▶ [Exercise aim] Everything from the line that contains "One dot per instance of the blue-gray fork" to the end of the data below is to be reproduced verbatim; leave all else out.

---

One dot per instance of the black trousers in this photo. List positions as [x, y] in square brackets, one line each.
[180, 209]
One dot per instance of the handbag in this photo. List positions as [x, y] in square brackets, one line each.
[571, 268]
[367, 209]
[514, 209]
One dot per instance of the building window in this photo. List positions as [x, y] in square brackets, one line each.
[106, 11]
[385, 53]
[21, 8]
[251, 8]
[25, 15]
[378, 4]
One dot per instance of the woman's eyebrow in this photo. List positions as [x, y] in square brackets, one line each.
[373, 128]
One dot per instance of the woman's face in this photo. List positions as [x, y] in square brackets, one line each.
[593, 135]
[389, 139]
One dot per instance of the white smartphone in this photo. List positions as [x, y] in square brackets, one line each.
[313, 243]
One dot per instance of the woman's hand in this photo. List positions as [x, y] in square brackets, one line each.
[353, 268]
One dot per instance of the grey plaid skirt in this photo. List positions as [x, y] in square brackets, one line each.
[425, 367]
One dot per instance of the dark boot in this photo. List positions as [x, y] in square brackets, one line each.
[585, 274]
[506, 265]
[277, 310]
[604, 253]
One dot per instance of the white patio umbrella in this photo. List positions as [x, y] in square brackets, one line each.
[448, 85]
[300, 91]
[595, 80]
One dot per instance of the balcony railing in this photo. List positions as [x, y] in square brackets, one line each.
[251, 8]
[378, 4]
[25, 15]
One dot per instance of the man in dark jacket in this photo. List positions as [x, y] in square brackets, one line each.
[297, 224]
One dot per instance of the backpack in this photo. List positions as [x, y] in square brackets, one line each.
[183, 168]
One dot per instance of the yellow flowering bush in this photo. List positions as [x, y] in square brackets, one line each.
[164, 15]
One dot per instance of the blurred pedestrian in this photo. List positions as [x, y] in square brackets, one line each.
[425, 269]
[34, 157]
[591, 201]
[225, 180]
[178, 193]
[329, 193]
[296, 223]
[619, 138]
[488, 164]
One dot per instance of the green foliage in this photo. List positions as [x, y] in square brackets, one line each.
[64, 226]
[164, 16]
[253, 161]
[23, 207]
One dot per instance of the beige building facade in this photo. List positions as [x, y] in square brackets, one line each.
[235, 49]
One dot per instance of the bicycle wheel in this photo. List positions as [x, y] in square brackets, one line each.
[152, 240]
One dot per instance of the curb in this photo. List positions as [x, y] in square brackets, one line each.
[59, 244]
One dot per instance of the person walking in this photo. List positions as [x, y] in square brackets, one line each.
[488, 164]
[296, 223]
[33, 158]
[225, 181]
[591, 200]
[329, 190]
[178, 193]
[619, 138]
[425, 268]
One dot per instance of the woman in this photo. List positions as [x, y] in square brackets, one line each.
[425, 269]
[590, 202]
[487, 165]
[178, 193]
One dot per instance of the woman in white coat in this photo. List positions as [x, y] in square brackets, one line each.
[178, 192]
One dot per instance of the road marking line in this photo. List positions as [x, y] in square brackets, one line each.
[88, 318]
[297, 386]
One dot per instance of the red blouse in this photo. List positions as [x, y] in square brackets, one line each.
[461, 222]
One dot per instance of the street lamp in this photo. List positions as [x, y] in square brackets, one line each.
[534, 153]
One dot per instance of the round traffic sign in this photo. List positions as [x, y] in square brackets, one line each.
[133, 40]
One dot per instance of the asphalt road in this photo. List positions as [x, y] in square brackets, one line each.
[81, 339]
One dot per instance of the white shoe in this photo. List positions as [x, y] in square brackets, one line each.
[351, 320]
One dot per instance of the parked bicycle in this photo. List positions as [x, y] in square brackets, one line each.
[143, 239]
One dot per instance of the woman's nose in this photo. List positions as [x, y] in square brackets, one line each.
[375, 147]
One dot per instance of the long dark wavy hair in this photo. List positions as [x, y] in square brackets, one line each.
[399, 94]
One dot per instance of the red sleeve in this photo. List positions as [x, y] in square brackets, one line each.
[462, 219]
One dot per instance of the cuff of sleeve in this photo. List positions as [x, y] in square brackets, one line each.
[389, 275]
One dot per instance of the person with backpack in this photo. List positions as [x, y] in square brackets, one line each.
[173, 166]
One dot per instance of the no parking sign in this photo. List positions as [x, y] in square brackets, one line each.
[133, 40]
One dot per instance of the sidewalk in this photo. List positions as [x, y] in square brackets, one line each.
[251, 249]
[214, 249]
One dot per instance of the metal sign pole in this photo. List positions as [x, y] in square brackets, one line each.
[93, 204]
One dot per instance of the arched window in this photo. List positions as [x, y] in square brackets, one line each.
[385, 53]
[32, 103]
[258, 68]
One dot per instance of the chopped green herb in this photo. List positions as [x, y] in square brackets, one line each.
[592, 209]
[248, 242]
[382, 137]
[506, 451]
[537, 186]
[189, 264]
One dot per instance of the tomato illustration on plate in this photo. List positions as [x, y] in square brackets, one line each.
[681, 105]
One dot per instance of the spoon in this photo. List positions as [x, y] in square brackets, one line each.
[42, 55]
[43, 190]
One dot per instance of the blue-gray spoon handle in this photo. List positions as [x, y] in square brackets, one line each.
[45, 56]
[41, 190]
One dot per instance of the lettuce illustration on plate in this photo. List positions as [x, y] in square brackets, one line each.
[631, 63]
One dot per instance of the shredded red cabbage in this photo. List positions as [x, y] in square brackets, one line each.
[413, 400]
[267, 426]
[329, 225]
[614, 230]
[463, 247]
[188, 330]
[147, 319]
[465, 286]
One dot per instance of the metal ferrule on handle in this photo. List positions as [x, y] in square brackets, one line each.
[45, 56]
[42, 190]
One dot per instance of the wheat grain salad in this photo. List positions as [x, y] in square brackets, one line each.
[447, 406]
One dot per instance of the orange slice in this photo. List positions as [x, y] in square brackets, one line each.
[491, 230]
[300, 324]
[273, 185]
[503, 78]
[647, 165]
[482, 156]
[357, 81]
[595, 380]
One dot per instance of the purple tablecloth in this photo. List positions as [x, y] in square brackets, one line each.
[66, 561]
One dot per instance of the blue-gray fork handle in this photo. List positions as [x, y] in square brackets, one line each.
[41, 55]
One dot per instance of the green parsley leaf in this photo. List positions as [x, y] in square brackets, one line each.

---

▶ [Solved problem]
One dot per instance of the blue-gray fork handle in this photo. List positions as [x, y] in square brackets, one line each.
[41, 55]
One dot per instance of the green parsley leaf in this photo. List positions as [x, y] in square brackets, one line each.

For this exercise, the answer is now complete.